[TASK INPUT]:
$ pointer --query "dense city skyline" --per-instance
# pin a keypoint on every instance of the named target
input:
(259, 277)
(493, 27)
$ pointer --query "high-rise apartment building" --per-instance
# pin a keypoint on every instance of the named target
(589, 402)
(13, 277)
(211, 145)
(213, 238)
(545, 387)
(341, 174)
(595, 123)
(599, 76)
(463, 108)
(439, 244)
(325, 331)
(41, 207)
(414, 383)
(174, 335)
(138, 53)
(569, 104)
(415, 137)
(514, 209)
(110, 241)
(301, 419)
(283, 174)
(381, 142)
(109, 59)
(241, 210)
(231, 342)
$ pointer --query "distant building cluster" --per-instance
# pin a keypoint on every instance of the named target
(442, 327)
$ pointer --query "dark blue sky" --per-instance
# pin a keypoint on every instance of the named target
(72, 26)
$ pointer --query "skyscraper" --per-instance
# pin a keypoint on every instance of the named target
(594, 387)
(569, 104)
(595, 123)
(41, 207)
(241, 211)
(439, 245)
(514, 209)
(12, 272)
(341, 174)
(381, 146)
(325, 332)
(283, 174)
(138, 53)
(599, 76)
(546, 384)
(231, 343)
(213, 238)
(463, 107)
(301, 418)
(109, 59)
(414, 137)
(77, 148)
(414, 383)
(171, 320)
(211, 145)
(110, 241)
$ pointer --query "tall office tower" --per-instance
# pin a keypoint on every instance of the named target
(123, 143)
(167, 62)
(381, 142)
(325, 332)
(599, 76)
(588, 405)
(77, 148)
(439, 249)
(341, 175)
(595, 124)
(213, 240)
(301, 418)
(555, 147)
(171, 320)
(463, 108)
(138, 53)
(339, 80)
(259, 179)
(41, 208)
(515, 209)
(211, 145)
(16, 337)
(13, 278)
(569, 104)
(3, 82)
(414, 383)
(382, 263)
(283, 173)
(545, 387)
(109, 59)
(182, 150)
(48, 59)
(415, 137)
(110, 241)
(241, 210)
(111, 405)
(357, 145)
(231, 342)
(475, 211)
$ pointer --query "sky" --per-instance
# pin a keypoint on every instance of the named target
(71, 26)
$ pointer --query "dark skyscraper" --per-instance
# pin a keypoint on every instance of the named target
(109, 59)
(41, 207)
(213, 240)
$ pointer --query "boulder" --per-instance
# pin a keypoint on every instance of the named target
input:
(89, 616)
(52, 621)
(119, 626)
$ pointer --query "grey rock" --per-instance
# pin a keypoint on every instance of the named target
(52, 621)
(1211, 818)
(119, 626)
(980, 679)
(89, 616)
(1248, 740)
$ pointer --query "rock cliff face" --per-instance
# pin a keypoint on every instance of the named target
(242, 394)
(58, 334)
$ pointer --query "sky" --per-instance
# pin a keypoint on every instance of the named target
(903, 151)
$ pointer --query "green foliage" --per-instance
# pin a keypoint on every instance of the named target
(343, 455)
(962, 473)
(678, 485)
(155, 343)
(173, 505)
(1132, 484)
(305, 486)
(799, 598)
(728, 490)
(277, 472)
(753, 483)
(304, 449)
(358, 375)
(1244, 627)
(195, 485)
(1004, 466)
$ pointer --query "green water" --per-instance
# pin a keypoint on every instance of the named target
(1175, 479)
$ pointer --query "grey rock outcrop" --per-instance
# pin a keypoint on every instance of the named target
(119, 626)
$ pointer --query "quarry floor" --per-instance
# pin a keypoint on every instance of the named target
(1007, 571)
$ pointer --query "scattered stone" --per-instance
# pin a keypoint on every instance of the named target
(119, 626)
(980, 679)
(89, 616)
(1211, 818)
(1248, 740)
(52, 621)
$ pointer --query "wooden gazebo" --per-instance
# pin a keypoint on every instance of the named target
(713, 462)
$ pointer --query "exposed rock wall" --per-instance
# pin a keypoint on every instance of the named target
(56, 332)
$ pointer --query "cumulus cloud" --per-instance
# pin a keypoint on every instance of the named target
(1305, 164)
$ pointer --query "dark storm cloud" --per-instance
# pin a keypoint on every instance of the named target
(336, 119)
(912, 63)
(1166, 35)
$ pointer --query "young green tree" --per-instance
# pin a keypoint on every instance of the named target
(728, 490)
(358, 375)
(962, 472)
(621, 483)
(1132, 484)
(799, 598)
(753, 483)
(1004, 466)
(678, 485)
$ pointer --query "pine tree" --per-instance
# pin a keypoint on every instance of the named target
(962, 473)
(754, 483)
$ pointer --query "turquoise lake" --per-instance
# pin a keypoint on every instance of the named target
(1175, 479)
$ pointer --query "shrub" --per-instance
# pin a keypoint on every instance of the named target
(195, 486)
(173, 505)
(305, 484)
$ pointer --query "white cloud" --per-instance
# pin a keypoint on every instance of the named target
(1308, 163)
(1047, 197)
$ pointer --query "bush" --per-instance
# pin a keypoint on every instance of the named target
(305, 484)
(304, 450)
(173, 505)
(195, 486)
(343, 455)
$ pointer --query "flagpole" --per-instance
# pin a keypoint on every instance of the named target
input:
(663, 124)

[WORK TO BE COMPLETED]:
Determine how many lines in the material above include the word "building". Reply with the number alone.

[ANSWER TO THE TASK]:
2